**Material supplied:**
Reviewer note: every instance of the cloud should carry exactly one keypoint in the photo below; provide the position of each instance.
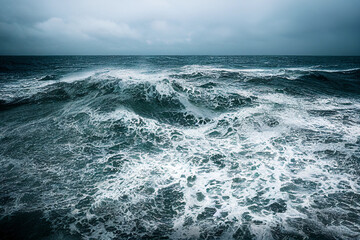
(180, 27)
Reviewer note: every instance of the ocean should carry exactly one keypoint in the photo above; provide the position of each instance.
(179, 147)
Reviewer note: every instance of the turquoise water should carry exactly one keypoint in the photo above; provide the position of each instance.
(171, 147)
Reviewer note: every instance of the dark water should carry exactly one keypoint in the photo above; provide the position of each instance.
(179, 147)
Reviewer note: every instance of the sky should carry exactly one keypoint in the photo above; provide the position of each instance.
(185, 27)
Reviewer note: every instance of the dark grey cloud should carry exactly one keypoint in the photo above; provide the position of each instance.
(321, 27)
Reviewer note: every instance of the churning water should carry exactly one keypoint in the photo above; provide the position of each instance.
(179, 147)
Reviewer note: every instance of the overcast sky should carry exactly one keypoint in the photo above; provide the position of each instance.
(241, 27)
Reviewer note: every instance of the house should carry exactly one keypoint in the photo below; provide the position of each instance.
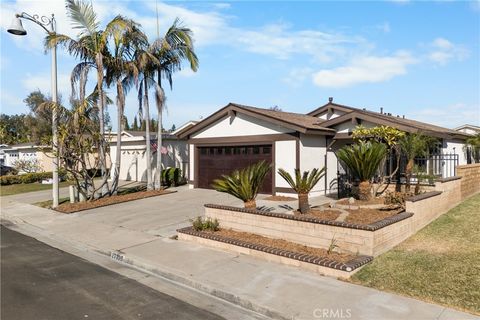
(238, 135)
(468, 128)
(28, 151)
(133, 166)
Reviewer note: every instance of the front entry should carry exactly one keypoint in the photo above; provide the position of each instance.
(213, 162)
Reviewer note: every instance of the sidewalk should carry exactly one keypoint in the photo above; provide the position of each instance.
(274, 290)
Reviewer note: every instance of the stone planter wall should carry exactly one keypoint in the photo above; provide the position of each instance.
(370, 240)
(470, 174)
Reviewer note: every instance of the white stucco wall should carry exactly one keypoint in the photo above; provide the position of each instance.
(133, 165)
(241, 125)
(312, 155)
(333, 115)
(285, 158)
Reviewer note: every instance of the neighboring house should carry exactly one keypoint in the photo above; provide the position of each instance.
(468, 128)
(133, 165)
(28, 151)
(238, 135)
(2, 153)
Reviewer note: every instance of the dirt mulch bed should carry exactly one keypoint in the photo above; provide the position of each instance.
(80, 206)
(279, 198)
(325, 215)
(283, 245)
(362, 202)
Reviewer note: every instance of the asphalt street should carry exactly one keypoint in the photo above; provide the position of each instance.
(41, 282)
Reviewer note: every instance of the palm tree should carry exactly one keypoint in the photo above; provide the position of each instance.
(244, 184)
(413, 145)
(473, 144)
(91, 47)
(363, 160)
(122, 71)
(303, 184)
(171, 50)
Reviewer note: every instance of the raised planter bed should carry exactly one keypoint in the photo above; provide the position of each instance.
(366, 239)
(322, 263)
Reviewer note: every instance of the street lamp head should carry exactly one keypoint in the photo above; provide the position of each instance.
(16, 27)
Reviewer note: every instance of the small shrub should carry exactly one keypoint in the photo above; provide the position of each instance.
(172, 177)
(333, 245)
(208, 224)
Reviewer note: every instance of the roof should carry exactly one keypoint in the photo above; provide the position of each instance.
(468, 126)
(401, 123)
(295, 121)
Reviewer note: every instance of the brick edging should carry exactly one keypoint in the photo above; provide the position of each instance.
(424, 196)
(368, 227)
(324, 262)
(443, 180)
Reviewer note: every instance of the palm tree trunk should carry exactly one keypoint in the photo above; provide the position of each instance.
(148, 152)
(101, 109)
(118, 155)
(364, 190)
(158, 176)
(408, 174)
(303, 204)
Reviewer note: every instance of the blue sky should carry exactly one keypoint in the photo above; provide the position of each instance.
(418, 59)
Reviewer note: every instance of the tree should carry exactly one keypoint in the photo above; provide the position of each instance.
(244, 184)
(363, 160)
(91, 47)
(122, 72)
(135, 126)
(175, 47)
(414, 145)
(388, 136)
(303, 184)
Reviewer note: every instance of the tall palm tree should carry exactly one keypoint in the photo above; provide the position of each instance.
(122, 72)
(175, 47)
(363, 160)
(91, 47)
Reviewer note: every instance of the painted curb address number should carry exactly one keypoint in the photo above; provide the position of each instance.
(117, 256)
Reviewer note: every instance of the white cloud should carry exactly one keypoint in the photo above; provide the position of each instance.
(32, 82)
(366, 69)
(297, 76)
(443, 51)
(449, 116)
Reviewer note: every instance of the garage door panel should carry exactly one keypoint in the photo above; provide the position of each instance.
(213, 162)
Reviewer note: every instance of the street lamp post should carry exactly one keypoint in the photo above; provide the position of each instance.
(17, 29)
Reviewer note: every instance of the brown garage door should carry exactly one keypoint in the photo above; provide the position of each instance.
(213, 162)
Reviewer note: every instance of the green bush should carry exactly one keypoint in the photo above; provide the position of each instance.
(171, 176)
(205, 225)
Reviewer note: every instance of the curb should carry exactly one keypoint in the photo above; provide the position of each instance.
(119, 257)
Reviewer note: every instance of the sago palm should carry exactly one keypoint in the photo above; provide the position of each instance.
(90, 47)
(245, 183)
(363, 160)
(303, 184)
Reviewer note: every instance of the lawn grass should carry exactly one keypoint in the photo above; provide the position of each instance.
(28, 187)
(440, 264)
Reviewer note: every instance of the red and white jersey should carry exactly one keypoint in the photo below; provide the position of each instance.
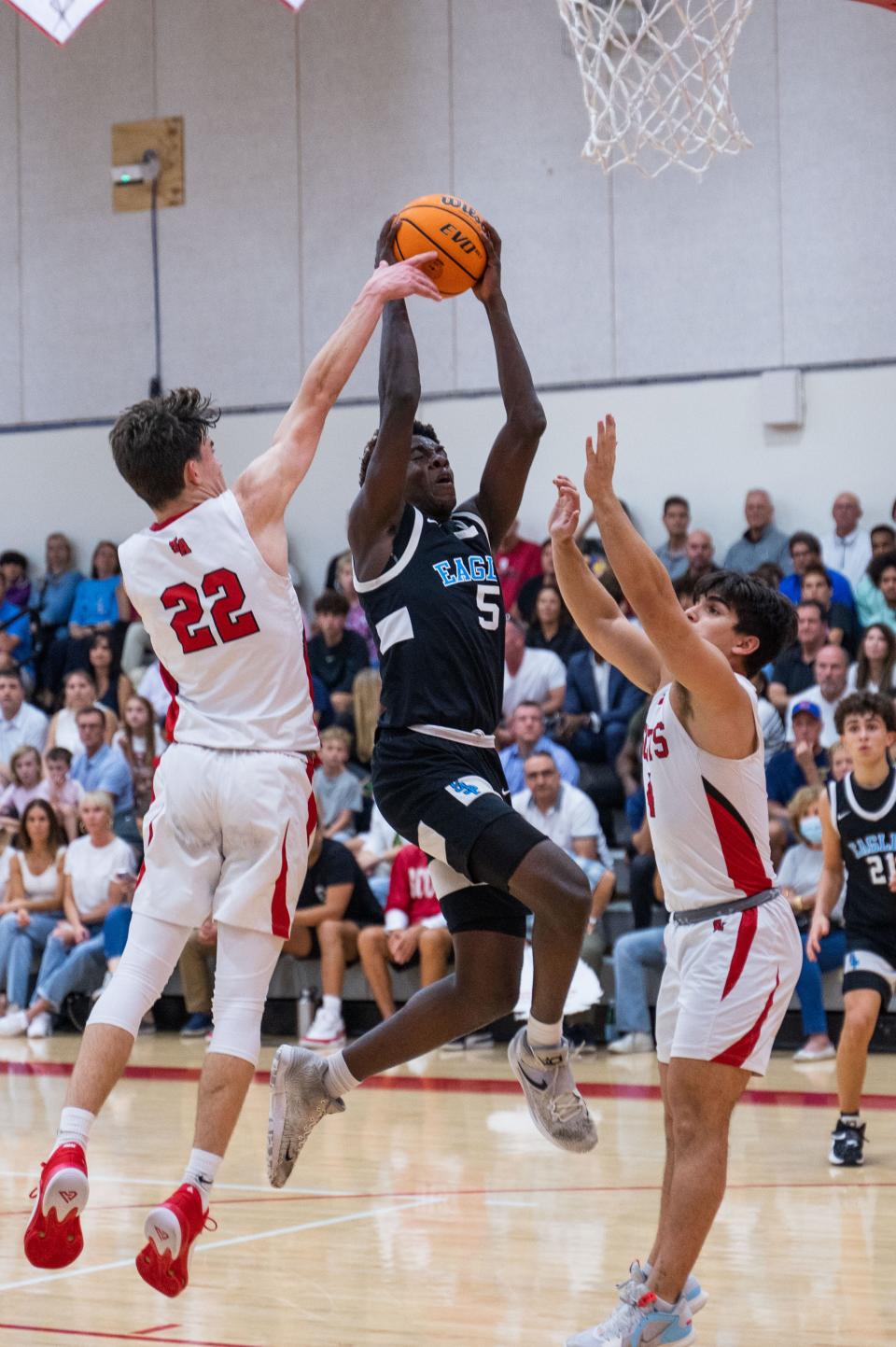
(227, 629)
(707, 815)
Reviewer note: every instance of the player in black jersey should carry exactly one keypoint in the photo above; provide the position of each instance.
(859, 821)
(427, 582)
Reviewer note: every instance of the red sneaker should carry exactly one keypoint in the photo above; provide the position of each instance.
(172, 1231)
(53, 1238)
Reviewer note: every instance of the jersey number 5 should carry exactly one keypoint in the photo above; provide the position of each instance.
(188, 620)
(488, 608)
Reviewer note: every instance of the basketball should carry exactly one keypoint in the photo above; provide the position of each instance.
(452, 228)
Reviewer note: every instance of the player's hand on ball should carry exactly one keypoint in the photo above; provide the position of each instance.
(564, 519)
(600, 461)
(491, 283)
(404, 277)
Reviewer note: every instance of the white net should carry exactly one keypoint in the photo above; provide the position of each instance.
(655, 79)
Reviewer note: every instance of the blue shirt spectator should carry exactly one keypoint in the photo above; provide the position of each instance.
(804, 549)
(527, 726)
(96, 602)
(597, 708)
(512, 762)
(55, 596)
(101, 766)
(760, 541)
(14, 623)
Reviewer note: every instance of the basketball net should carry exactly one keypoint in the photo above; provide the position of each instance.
(655, 79)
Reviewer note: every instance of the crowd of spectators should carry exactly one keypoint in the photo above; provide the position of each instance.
(82, 711)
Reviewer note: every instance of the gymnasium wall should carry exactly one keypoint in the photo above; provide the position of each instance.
(303, 133)
(705, 440)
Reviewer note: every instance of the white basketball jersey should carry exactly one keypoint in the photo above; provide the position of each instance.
(227, 631)
(707, 815)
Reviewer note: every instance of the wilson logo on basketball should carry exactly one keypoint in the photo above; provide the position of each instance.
(455, 203)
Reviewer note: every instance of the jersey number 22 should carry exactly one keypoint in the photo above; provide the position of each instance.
(188, 620)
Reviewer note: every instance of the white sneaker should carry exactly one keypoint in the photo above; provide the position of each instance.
(298, 1102)
(638, 1322)
(625, 1315)
(328, 1031)
(825, 1054)
(14, 1024)
(556, 1107)
(41, 1027)
(632, 1043)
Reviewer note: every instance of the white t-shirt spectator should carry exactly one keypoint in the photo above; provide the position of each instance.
(847, 555)
(93, 869)
(571, 817)
(336, 793)
(829, 729)
(539, 674)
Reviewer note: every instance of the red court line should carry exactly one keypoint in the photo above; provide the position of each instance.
(445, 1085)
(120, 1338)
(828, 1186)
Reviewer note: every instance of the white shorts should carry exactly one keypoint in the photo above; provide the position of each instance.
(726, 985)
(227, 835)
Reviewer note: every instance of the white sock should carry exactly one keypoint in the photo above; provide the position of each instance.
(339, 1079)
(75, 1125)
(543, 1034)
(201, 1170)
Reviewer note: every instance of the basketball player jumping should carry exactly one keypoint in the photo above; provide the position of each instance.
(427, 582)
(859, 827)
(734, 951)
(227, 834)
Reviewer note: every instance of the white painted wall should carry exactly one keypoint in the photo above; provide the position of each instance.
(704, 440)
(303, 133)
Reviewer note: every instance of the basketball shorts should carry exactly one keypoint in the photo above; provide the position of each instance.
(726, 985)
(872, 970)
(227, 835)
(445, 796)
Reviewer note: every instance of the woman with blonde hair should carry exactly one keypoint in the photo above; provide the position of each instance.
(79, 691)
(97, 877)
(798, 877)
(26, 772)
(34, 899)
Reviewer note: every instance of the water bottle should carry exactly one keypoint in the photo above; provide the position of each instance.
(307, 1003)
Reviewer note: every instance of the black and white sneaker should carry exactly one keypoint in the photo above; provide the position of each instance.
(847, 1140)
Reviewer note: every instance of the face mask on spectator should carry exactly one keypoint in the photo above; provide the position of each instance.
(811, 830)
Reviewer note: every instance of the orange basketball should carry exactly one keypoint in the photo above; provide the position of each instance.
(452, 228)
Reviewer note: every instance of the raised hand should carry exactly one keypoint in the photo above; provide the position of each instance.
(489, 285)
(600, 462)
(564, 517)
(404, 277)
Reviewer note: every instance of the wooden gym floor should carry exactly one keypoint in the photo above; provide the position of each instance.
(433, 1213)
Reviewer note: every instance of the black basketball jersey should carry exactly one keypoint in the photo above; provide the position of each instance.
(866, 826)
(437, 616)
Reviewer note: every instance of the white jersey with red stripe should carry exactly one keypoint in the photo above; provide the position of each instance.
(707, 815)
(227, 631)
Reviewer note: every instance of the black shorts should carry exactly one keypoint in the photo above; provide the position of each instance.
(871, 966)
(445, 796)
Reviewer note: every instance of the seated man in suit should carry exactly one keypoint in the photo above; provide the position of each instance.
(597, 709)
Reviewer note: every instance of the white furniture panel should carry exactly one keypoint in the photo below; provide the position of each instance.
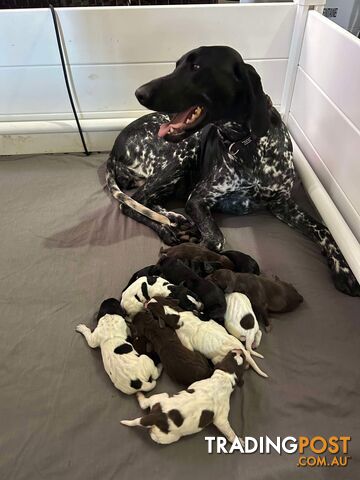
(331, 57)
(138, 35)
(334, 138)
(37, 91)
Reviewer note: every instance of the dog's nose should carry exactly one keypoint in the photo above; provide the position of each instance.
(143, 94)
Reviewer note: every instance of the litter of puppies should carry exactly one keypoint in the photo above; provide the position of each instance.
(170, 318)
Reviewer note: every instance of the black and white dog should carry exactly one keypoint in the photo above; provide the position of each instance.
(240, 162)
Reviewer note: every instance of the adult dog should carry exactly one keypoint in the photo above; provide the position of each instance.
(240, 162)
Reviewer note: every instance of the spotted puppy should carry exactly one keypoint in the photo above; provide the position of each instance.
(241, 322)
(189, 411)
(182, 365)
(208, 338)
(265, 294)
(128, 371)
(210, 294)
(144, 288)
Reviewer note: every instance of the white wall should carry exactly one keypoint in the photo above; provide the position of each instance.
(111, 51)
(325, 112)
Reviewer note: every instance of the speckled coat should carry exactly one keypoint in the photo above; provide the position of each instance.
(191, 410)
(241, 322)
(223, 167)
(208, 338)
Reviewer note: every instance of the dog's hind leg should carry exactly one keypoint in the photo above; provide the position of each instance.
(286, 210)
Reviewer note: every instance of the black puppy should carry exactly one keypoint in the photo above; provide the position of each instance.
(181, 364)
(149, 271)
(210, 294)
(242, 263)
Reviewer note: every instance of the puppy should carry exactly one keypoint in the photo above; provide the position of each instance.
(182, 365)
(241, 322)
(242, 262)
(189, 411)
(128, 371)
(266, 295)
(144, 288)
(208, 338)
(203, 269)
(149, 271)
(193, 252)
(210, 295)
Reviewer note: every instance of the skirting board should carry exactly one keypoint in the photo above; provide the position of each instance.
(60, 136)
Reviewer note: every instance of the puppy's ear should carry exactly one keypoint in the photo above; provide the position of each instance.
(259, 116)
(172, 321)
(133, 330)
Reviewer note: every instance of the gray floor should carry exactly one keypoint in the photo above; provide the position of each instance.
(65, 246)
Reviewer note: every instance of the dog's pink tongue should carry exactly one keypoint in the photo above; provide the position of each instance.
(177, 122)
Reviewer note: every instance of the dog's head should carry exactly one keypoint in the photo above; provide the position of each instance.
(208, 84)
(233, 363)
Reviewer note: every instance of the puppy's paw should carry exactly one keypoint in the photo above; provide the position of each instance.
(81, 328)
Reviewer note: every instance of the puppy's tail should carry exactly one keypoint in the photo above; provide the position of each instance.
(248, 343)
(132, 423)
(253, 364)
(130, 202)
(146, 421)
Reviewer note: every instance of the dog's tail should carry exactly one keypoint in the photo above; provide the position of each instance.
(146, 421)
(130, 202)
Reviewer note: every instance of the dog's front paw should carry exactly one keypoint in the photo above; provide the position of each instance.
(81, 328)
(173, 235)
(214, 243)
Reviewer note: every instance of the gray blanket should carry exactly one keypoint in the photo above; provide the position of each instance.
(65, 246)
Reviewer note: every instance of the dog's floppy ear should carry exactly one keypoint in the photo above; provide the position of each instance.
(259, 112)
(259, 118)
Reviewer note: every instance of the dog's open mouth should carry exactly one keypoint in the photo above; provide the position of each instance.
(180, 122)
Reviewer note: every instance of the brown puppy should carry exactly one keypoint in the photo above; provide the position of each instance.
(181, 364)
(265, 294)
(193, 252)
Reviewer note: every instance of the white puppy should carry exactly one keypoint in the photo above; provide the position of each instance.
(206, 337)
(128, 371)
(145, 288)
(240, 321)
(191, 410)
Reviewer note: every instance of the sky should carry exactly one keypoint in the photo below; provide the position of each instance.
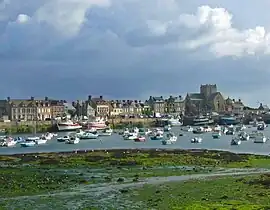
(131, 49)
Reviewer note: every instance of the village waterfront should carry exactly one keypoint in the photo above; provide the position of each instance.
(116, 141)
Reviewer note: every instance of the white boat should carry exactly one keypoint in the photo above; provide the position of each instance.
(28, 143)
(169, 139)
(235, 141)
(240, 128)
(207, 129)
(158, 131)
(174, 122)
(73, 140)
(199, 130)
(98, 124)
(167, 128)
(10, 142)
(243, 136)
(106, 132)
(68, 125)
(131, 136)
(260, 138)
(196, 140)
(217, 128)
(63, 139)
(216, 135)
(89, 135)
(42, 140)
(202, 120)
(187, 128)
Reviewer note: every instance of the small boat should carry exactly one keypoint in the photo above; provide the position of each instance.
(140, 139)
(167, 128)
(157, 136)
(196, 140)
(216, 135)
(169, 139)
(73, 140)
(187, 128)
(243, 136)
(89, 135)
(158, 131)
(207, 129)
(10, 142)
(131, 136)
(253, 134)
(199, 130)
(28, 143)
(106, 132)
(42, 140)
(235, 141)
(63, 139)
(217, 128)
(260, 138)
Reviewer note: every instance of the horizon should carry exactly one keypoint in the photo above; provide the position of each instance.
(134, 49)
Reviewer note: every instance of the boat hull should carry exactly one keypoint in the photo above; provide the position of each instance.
(69, 127)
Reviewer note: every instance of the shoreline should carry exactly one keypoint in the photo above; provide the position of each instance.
(134, 150)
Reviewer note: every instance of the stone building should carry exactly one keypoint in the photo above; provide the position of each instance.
(208, 100)
(157, 104)
(175, 105)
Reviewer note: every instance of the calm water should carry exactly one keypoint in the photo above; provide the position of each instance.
(116, 142)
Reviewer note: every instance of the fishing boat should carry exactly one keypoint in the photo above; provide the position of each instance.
(106, 132)
(157, 136)
(235, 141)
(199, 130)
(140, 139)
(217, 128)
(73, 140)
(243, 136)
(169, 139)
(196, 140)
(28, 143)
(216, 135)
(187, 128)
(131, 136)
(202, 120)
(89, 135)
(63, 139)
(41, 140)
(260, 138)
(9, 142)
(167, 128)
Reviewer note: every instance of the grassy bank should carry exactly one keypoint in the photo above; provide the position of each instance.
(244, 193)
(147, 158)
(71, 178)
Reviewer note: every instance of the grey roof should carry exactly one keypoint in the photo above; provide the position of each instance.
(69, 106)
(195, 96)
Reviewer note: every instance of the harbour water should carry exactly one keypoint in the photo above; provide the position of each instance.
(116, 142)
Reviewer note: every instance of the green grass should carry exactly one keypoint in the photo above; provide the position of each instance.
(26, 181)
(144, 158)
(251, 192)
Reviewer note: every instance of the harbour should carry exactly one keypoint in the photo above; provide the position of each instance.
(116, 141)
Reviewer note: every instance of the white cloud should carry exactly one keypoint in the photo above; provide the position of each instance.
(22, 18)
(66, 16)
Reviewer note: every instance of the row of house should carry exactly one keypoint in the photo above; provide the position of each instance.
(208, 99)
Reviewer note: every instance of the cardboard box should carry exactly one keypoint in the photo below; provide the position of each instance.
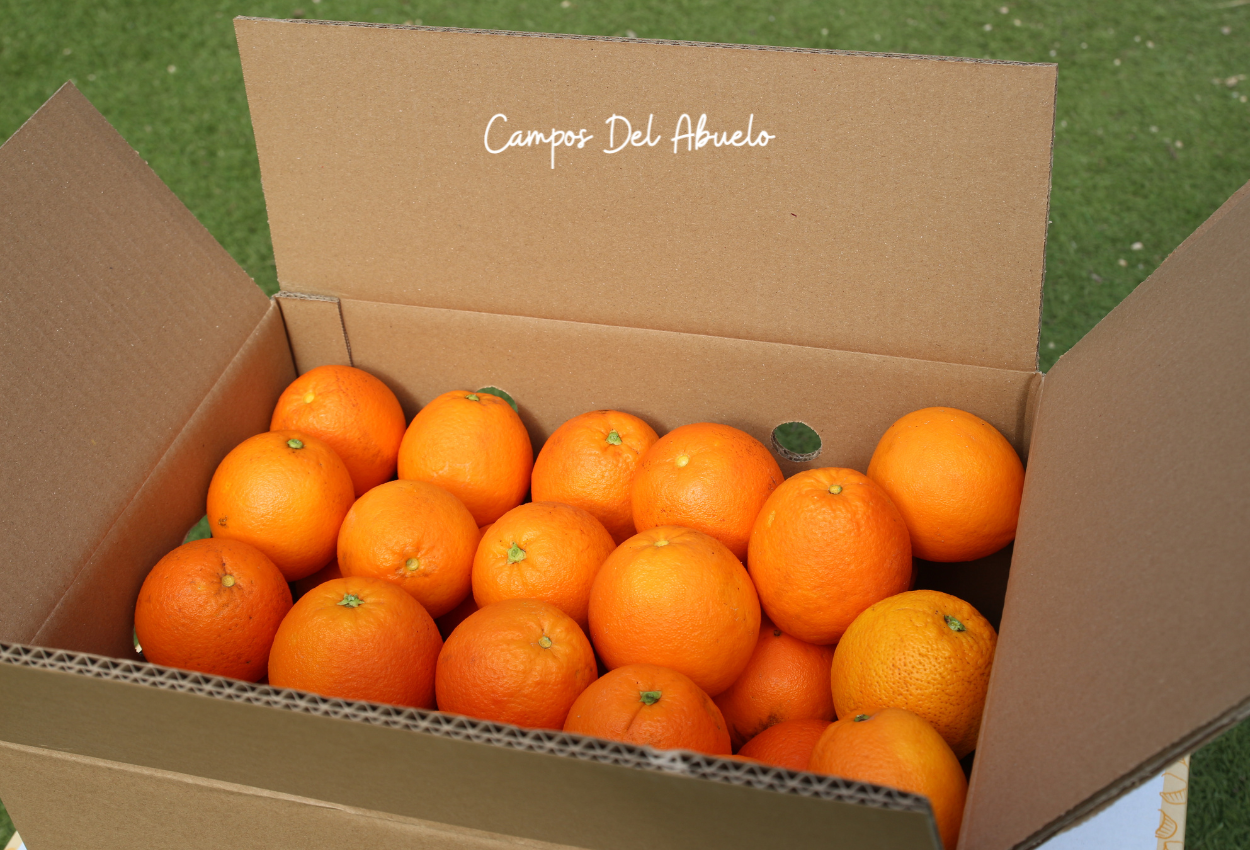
(878, 250)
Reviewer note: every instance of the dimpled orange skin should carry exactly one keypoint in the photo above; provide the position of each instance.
(705, 476)
(955, 479)
(896, 749)
(284, 500)
(786, 679)
(680, 715)
(925, 651)
(675, 598)
(819, 558)
(520, 661)
(541, 550)
(415, 535)
(213, 606)
(583, 464)
(350, 410)
(473, 445)
(358, 639)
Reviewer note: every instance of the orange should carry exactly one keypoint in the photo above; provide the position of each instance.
(925, 651)
(649, 705)
(589, 463)
(473, 445)
(415, 535)
(213, 606)
(541, 550)
(520, 661)
(828, 544)
(705, 476)
(789, 744)
(358, 639)
(354, 413)
(679, 599)
(285, 493)
(786, 679)
(896, 749)
(956, 483)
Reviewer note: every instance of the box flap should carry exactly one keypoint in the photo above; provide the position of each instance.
(1134, 516)
(896, 204)
(118, 314)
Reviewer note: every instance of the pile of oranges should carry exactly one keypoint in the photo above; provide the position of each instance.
(670, 591)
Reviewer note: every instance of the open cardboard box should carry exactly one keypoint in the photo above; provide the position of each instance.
(883, 251)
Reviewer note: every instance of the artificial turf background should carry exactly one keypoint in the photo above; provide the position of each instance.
(1151, 135)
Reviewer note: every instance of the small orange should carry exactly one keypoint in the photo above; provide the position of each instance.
(541, 550)
(955, 479)
(828, 544)
(925, 651)
(213, 606)
(649, 705)
(520, 661)
(675, 598)
(589, 463)
(350, 410)
(285, 493)
(358, 639)
(786, 679)
(473, 445)
(896, 749)
(415, 535)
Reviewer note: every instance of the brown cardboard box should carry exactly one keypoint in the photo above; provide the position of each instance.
(883, 251)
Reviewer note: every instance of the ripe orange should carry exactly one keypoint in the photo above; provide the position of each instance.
(589, 463)
(541, 550)
(898, 749)
(285, 493)
(925, 651)
(473, 445)
(786, 679)
(705, 476)
(211, 606)
(649, 705)
(828, 544)
(350, 410)
(520, 661)
(675, 598)
(789, 744)
(956, 483)
(415, 535)
(358, 639)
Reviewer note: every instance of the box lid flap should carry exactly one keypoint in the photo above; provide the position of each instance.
(896, 205)
(118, 313)
(1125, 630)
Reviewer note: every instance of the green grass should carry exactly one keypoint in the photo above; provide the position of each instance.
(1144, 149)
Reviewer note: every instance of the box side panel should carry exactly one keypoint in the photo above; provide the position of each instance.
(898, 206)
(1135, 515)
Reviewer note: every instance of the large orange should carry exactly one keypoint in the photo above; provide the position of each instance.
(350, 410)
(541, 550)
(896, 749)
(786, 679)
(358, 639)
(415, 535)
(590, 461)
(473, 445)
(285, 493)
(921, 650)
(214, 606)
(828, 544)
(705, 476)
(679, 599)
(956, 483)
(520, 661)
(649, 705)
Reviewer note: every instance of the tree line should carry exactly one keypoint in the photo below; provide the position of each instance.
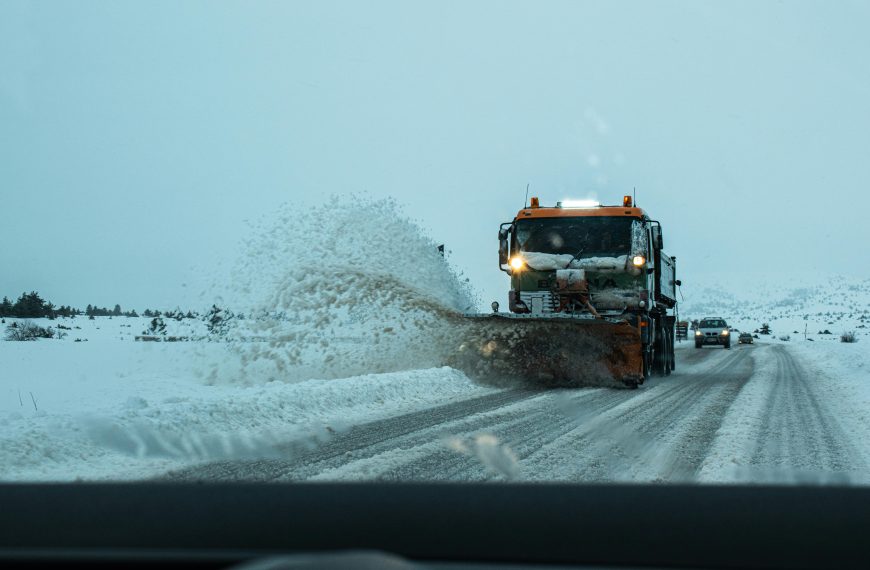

**Task to carry out:**
From the listing above, which lines start with the one containing "Reviewer note: every instance of the box flap" and go on through the one containing "(1125, 630)"? Copy them out exactly, both ends included.

**Result below:**
Reviewer note: every instance of the box flap should carry exactly one keypoint in the photo above; provide the position of each instance.
(1134, 516)
(896, 204)
(118, 314)
Reviewer note: every instance of the pile of oranges should carry exactly one keypoint in the photo above; provide the position of each instance.
(670, 591)
Reviewer note: every instance of the open cardboard box should carry exactly one keypoint in the photo above; provide the position of each instance.
(883, 251)
Reviewer note: every instance of the artificial turf background should carry exactly one keypoint in the photo above; provide the position of each instance.
(1151, 135)
Reviewer note: every instance of the small orange should carry exactly one keypoint in the photo above; provide the position of each instance.
(541, 550)
(955, 479)
(828, 544)
(925, 651)
(213, 606)
(649, 705)
(520, 661)
(675, 598)
(589, 463)
(350, 410)
(285, 493)
(358, 639)
(786, 679)
(473, 445)
(896, 749)
(415, 535)
Reviewer note: every instance of the brown cardboard box should carry exactly one keypoint in the photo above; provide the position of each instance.
(883, 251)
Reviewer note: every instance of the ripe orange should carry exactly one keypoint in the photo above; provide the position of each instance.
(589, 463)
(541, 550)
(898, 749)
(285, 493)
(925, 651)
(473, 445)
(786, 679)
(705, 476)
(211, 606)
(649, 705)
(828, 544)
(350, 410)
(520, 661)
(675, 598)
(789, 744)
(956, 483)
(415, 535)
(358, 639)
Reviewer note: every instance of the box lid flap should carry exactly one keypoint in the photo above; provide the position of each instance.
(896, 205)
(118, 313)
(1125, 630)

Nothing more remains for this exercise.